What is expected: Write the next part of the blog post about the XML Fever article, picking up after its last paragraph.

Spoiler alert: if you like to learn things the hard way, don’t follow this link. It points to a clear description of all the problems, frustrations, disillusions and “ah ah!” moments that are ahead of you as you start to use XML and grow into an expert.
If, on the other hand, you like to be fully prepared and informed when you choose a technology and if you don’t mind sacrificing some adventure and excitement in the process, then you owe it to yourself to read Erik Wilde and Robert Glushko’s XML Fever article. Even if you already consider yourself an XML expert. Especially if you do.
I knew I would like it when I read this in the introduction:
Advanced strains of XML fever often take hold after exposure to the proliferation of more complex and esoteric XML-based technologies layered on top of it. These advanced diseases are harder to catch, but they are also harder to remedy because people who have caught these advanced strains tend to congregate with others with the same diseases and they are continually reinfecting each other.
Oh yes they do. And they speak with such authority that they infect others around them. People who don’t even understand these “more complex and esoteric XML-based technologies” end up being convinced of their magical properties and the need to use them.
I am not going to attempt to summarize the article because it is too tightly packed with great content to be summarized without being butchered. The “tree trauma” section alone could probably save the world billions of dollars in lost productivity if it was widely read. I’ll just quote a few sections to motivate you to go read the whole thing.
Tree tremors. Whereas tree trauma (discussed earlier) is a basic strain of XML fever caused by the various flavors of trees in XML technologies, tree tremors are a more serious condition afflicting victims trying to manage data in XML that is not inherently tree-structured. The most common causes are data models requiring nontree graph structures and document models needing overlapping structures. In both cases, mapping these models to XML’s tree model results in XML structures that cannot conveniently represent the application-level model.
(…)
The choice of schema languages, however, is more often determined by available tool support and acquired habits than by a thorough analysis of what would be the most appropriate language.
(…)
Triple shock. While RDF itself is simple, large datasets easily contain millions of triples (for truly large datasets this can go up to billions), and managing and querying such a big dataset can become a considerable challenge. If the schema of these large datasets is simple, but ontology overkill has set in and it has been reformulated as an ontology, handling this dataset may become considerably harder, without any immediate benefit.

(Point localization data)

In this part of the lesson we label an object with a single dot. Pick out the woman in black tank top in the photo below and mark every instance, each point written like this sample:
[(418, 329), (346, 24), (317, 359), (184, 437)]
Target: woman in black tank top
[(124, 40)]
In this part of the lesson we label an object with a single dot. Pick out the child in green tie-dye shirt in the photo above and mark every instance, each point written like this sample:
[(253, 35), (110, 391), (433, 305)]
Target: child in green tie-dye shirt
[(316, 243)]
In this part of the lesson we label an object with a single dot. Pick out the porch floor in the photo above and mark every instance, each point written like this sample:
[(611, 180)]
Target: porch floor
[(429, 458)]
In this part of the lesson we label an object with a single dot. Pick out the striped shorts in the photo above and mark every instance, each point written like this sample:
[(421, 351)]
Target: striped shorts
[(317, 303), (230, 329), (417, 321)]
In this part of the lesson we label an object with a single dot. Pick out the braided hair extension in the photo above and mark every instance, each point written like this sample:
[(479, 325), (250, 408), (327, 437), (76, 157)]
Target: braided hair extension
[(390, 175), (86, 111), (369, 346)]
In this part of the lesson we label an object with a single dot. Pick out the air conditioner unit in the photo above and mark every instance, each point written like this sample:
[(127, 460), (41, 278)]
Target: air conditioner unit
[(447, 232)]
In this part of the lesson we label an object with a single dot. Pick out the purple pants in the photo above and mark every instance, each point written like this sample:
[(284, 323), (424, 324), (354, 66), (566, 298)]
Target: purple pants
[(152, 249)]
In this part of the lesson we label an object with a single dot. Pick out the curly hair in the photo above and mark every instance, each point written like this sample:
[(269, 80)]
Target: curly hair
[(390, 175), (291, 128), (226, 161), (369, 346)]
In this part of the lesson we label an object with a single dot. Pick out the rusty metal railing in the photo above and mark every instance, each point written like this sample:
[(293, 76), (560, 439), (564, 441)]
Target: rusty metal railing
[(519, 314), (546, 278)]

Exercise answer:
This is true not just for RDF (a graph model that can be serialized in XML) but for any non-tree model that can be serialized in XML (which is to say any model one can think of). Including every graph model.
Maybe it would help if the article stated more clearly that it’s ok to serialize such a model as XML (e.g. for transmission) as long as you don’t process it (at the application level) as XML. As long as it gets accessed using an API and concepts that are aligned with the semantics of the model.
Imagine that you are receiving an RDF dataset over the wire. You could (if your app runs on the network card rather than in CPU) process it as a bunch of electrical impulses, but that wouldn’t be very convenient. You could process it as a bunch of bits, but that’s still hard. You could process it as a character stream but that’s not that much better. You could process it as XML but that’s still no great. Or you could process it as RDF triplets and be home on time to have dinner with your family. It’s not the fact that it is represented as XML at some point that’s the problem, it’s the fact that your application processes it as XML. Said in another way, just because it makes sense to store it or to send it over the network in XML doesn’t mean that you have to process it as XML in your application.
There is at least one more problem (not covered by the article) that people will eventually run into. You’d think that XML technologies are a consistent and complementary set. Not true. The lack of consistency is illustrated by the “tree trauma” section of the article. But there is also a complementarity problem, in the sense that there are large gaps between the specifications, as anyone who has tried to serialize an XPath nodeset has found out.
As the article points out, all this doesn’t mean that XML is bad or useless. XML technologies can be very useful, but for not for all tasks.